PROBLEM DETAILS: Write out every single entry exactly.

## begin EXERCISE INPUTS

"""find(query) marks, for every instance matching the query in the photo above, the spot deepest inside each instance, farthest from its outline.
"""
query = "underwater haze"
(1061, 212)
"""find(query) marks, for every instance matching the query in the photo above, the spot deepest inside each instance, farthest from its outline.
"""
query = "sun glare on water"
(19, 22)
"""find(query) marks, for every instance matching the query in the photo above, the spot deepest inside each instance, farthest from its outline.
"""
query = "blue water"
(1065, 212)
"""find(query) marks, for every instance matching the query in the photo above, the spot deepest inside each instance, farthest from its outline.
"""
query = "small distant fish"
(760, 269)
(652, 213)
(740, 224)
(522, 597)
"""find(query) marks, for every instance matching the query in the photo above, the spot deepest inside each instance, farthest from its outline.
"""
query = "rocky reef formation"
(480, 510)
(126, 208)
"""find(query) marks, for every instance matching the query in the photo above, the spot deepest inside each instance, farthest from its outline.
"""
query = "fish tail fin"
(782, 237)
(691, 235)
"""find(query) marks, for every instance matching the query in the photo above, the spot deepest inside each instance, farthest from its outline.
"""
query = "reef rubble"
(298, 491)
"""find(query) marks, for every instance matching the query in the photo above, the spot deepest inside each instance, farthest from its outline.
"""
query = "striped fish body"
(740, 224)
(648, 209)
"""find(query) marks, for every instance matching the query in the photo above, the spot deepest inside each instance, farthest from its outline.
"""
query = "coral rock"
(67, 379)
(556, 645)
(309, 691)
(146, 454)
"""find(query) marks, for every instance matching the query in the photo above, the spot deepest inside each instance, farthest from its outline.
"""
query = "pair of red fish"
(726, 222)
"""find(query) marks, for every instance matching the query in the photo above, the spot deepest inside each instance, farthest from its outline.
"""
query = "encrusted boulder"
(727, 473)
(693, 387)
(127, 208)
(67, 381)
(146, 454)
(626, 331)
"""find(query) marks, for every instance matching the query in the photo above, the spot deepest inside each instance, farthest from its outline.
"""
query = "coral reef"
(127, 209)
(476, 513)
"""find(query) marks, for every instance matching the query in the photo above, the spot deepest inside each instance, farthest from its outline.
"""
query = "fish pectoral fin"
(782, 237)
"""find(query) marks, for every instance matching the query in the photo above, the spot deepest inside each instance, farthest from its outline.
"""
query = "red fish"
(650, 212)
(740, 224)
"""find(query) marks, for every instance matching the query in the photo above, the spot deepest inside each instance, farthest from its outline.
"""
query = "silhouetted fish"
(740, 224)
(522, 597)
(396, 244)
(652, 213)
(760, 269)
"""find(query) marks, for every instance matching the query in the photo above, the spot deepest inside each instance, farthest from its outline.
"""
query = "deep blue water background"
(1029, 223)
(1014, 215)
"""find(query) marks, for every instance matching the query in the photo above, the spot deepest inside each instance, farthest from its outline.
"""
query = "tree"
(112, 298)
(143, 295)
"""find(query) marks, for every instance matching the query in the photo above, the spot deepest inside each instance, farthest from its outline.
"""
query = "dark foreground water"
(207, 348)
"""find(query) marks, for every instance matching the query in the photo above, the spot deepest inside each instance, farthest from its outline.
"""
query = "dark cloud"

## end EXERCISE INPUTS

CORRECT RESULT:
"""find(query) marks, for every instance matching the query in the photo above, the spot deepest inside each instance, farthest from its outline.
"""
query = "underwater haze"
(1061, 212)
"""find(query) marks, for every instance matching the query in the photo above, the spot deepest inside each instance, farthest from its outline.
"""
query = "sun glare on water"
(19, 22)
"""find(query) marks, for every instance matching the query in the photo above, the spot deepest inside each instance, farthest from its outline.
"""
query = "blue water"
(1065, 212)
"""find(query) marks, for every instance matching the query in the photo above, the spot deepest inside each instance, farthest from its outline.
"""
query = "small distant fish"
(760, 269)
(652, 213)
(740, 224)
(522, 597)
"""find(query) marks, for every instance matching the query in the photo above, the spot deepest inside each instance, farthest from its outline.
"""
query = "rocky reef formation"
(480, 510)
(126, 208)
"""find(query) marks, for every instance matching the query in the photo above, the spot deepest inside each instance, farthest from its outline.
"""
query = "fish tail fin"
(782, 237)
(691, 235)
"""find(query) marks, for every instance matching the query in the photo above, the spot deepest inside each instance, farthest from its outline.
"""
query = "reef rubble"
(298, 491)
"""find(query) marks, for every instance matching the query in the photo above, the spot deepest inside each instance, farthest from its outline.
"""
query = "striped fish body"
(740, 224)
(648, 209)
"""find(query) marks, for every instance matching the query in the photo above, the spot deepest inside each instance, farthest from its outline.
"""
query = "coral rock"
(67, 379)
(556, 645)
(309, 691)
(146, 454)
"""find(query) marks, for every instance matching the query in the photo above, the spot deepest inside each instance, farthest from its outline.
"""
query = "pair of red fish"
(726, 222)
"""find(query) marks, for every instance matching the query in the photo above, the spot deepest inside each instance, farthest from its outline.
"""
query = "encrusted boulder"
(727, 473)
(693, 387)
(127, 208)
(67, 381)
(146, 454)
(626, 331)
"""find(query) marks, for every instance matching the query in the photo above, the spot deepest inside each instance, farthest from its outline.
"""
query = "coral reef"
(127, 209)
(476, 513)
"""find(query) marks, for every instance matching the query in the photo above, the spot deepest inside each instance, farthest from its outline.
"""
query = "fish pectoral fin"
(782, 237)
"""find(query) marks, for every instance matching the query in the photo above, the spot deepest inside each instance, farthest from its outline.
"""
query = "red fish"
(650, 212)
(740, 224)
"""find(query) marks, for every instance matching the query in the photo above, the spot deepest inside each instance, farthest from its outline.
"""
query = "silhouetted fish"
(740, 224)
(522, 597)
(396, 244)
(652, 213)
(760, 269)
"""find(query) marks, for every instance matching the query in the photo above, the spot deepest inside each instance, farthest from its outline.
"""
query = "deep blue water background"
(1029, 223)
(1014, 215)
"""find(query) marks, for every instance matching the query in the photo above, the spot deepest inside each instance, farthest from its outline.
"""
query = "tree"
(112, 298)
(143, 295)
"""find(query) marks, for every instance matching the query in the photo above, the spot deepest inside each instance, farthest from its outline.
"""
query = "dark foreground water"
(207, 348)
"""find(query) marks, for every instance matching the query in the photo above, the spot deepest inside each instance, farthest from its outline.
"""
query = "dark cloud"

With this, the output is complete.